**Task details**.
Which lines in the records below contain the word "frame"? Extract each of them in full.

**Data extract**.
* * * * * * * * *

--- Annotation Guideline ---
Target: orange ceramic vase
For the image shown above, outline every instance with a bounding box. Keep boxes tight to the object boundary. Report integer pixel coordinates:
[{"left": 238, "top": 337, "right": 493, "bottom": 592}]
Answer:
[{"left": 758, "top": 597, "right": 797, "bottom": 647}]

* * * * * * * * *

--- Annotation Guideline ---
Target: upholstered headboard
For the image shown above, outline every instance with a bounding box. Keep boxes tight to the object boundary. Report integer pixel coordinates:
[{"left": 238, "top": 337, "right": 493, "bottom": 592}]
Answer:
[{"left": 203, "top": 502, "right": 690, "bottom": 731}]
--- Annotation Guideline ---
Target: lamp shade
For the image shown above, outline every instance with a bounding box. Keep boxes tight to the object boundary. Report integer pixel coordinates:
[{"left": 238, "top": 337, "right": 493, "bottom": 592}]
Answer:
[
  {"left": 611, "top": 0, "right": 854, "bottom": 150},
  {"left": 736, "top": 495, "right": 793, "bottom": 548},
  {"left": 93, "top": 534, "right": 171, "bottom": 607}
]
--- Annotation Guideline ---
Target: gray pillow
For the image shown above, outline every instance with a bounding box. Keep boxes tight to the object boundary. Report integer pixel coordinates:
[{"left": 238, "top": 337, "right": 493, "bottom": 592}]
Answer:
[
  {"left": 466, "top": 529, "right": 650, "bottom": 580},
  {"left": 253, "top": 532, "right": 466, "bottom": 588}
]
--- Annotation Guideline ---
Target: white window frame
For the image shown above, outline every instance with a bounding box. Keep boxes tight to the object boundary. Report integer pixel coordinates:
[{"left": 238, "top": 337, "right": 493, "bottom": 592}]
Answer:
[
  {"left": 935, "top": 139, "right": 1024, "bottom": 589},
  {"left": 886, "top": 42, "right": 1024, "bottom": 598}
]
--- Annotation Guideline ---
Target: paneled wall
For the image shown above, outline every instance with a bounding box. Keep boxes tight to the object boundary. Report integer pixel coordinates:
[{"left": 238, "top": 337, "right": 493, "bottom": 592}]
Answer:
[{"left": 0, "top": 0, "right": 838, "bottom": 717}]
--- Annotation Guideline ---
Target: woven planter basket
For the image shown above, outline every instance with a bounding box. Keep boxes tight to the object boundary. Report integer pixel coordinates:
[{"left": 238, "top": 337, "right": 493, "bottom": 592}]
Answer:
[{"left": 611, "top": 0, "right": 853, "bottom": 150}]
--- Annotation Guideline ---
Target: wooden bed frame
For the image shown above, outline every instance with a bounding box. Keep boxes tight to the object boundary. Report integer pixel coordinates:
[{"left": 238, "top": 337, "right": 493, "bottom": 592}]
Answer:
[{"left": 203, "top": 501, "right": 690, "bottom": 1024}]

* * * * * * * * *

**Task output**.
Target: white window frame
Target: wooden bed frame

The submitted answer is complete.